▶ [Excerpted passage]:
Contract vs. Permanent Employment

We often see qualified candidates turn down attractive and lucrative contract employment opportunities while they spend months looking for the perceived stability of permanent employment. It is important to separate a short-term project based contract assignment (specified duration) versus an indefinite long term multi-year contract; this discussion deals with the latter. It is a common practice in large corporations to classify certain positions as contract, not because it has a limited duration, but due to overhead cost allocation or a “try before you buy” policy. The accounting of employees is significantly different for contract personnel, the most important being the allocation of costs that a division or department has to absorb when hiring an employee as opposed to a contractor. A significant portion of these assignments eventually turn into permanent job offers within the first year or two.

The fact that our dynamic industry offers constant technological enhancements combined with comparatively short product life-cycles lead us to the key (and often most overlooked) benefit of contract employment; the ability to keep your skills current which is especially crucial for technology professionals. If a company is slow to implement new technology, its employees are often less marketable as they have not had the opportunity to work with new or emerging technologies.

However, contract jobs are obviously not for everyone. The need for health benefits that you could not otherwise obtain on your own is the most crucial reason to seek permanent employment. If you have access to health benefits through a spouse’s employer or under the Affordable Care Act, then this is not an issue. Individual health policies, barring any critical health issues or pre-existing conditions, can be easily obtained through premier insurance carriers such as Blue Cross or Aetna. Loss of paid vacations and holidays is more than made up by the 20-30% increase in compensation afforded to temporary workers. Thinking in terms of your long-term career goals, a contract opportunity often provides a better path to upgrade your skills or have a high-profile employer on your resume that you may otherwise not have.

(Collection entries)
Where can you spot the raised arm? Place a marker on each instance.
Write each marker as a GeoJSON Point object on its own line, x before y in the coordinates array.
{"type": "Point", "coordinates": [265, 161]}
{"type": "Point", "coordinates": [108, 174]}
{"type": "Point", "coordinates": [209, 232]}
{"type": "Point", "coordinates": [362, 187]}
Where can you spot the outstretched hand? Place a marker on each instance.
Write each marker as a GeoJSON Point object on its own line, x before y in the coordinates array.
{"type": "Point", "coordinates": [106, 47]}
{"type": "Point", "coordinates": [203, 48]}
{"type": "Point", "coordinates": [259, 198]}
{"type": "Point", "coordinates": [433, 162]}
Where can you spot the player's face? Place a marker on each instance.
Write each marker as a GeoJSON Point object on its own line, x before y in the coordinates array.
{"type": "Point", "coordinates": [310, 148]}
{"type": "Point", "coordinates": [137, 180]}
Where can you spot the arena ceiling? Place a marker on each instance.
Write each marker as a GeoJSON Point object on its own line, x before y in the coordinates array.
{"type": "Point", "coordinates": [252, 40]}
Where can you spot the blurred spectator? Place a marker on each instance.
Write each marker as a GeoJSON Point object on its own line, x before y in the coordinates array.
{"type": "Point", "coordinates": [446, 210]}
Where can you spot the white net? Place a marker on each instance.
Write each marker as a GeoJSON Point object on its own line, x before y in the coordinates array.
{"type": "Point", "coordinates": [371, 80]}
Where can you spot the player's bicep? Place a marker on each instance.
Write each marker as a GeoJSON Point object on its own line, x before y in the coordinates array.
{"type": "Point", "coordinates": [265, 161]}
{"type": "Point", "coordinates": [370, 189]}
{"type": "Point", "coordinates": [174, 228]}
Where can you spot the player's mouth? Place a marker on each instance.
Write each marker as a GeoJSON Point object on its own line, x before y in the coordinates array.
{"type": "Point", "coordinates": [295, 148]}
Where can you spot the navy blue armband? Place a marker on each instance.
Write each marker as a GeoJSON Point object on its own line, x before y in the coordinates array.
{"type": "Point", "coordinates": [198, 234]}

▶ [Actions to take]:
**a)** Copy the stretch of the passage on contract versus permanent employment from "The fact that" through "or emerging technologies.".
**b)** According to the passage on contract versus permanent employment, what is the most crucial reason to seek permanent employment?
The records have no role in this work.

▶ [Final answers]:
**a)**
The fact that our dynamic industry offers constant technological enhancements combined with comparatively short product life-cycles lead us to the key (and often most overlooked) benefit of contract employment; the ability to keep your skills current which is especially crucial for technology professionals. If a company is slow to implement new technology, its employees are often less marketable as they have not had the opportunity to work with new or emerging technologies.

**b)** The need for health benefits that you could not otherwise obtain on your own.